:: Supplied material ::
+ + + + + + +

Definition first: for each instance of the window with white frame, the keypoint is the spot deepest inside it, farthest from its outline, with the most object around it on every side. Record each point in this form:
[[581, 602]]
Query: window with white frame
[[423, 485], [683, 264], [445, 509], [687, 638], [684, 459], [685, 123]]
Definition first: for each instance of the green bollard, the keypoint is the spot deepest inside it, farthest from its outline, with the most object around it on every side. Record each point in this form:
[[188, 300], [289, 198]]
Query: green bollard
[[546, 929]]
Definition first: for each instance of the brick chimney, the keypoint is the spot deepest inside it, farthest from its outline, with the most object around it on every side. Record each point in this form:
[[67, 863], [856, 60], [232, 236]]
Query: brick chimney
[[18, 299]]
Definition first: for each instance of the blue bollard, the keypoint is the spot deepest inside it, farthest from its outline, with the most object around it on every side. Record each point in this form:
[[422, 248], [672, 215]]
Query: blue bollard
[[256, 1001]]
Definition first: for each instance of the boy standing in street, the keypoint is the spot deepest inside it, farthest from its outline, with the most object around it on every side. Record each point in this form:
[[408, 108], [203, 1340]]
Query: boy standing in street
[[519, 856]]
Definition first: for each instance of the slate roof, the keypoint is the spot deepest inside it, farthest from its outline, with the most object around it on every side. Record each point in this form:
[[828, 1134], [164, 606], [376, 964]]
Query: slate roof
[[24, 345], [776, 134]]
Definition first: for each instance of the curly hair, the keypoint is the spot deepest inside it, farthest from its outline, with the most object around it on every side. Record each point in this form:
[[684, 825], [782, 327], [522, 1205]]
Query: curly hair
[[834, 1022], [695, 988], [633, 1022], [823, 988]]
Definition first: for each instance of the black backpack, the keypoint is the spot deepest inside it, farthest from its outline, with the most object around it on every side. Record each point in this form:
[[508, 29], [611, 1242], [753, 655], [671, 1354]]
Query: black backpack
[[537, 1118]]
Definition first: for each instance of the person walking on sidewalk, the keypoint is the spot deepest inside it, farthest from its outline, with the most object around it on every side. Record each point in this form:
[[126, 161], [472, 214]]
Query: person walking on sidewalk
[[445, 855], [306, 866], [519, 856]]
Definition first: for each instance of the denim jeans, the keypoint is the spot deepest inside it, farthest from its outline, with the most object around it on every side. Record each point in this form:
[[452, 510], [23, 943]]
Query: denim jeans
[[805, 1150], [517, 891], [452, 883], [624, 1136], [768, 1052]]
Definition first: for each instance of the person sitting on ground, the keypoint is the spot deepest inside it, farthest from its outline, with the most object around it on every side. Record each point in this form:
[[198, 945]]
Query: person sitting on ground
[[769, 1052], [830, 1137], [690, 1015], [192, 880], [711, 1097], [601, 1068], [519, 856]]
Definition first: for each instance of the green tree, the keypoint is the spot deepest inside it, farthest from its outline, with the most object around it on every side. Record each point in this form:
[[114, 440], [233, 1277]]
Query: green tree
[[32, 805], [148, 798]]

+ + + + + + +

:: Given request ::
Rewrite the records starting with the line that contains "Definition first: for each instance of the slate" and going on through the line that contains "[[24, 345], [776, 134]]", keeping the requests in full. In the answers only, multiply each point coordinate by 1.25 and round to a whole number, with halves rounded up, while the requests and their format samples stay unchanged.

:: Response for this exercise ::
Definition first: for each instance of the slate roof, the keypoint is the spot deepest inside it, farthest from its outline, with the most object around it on every side. Record each point in this form:
[[828, 1134], [164, 606], [376, 964]]
Query: slate roof
[[30, 431], [970, 168]]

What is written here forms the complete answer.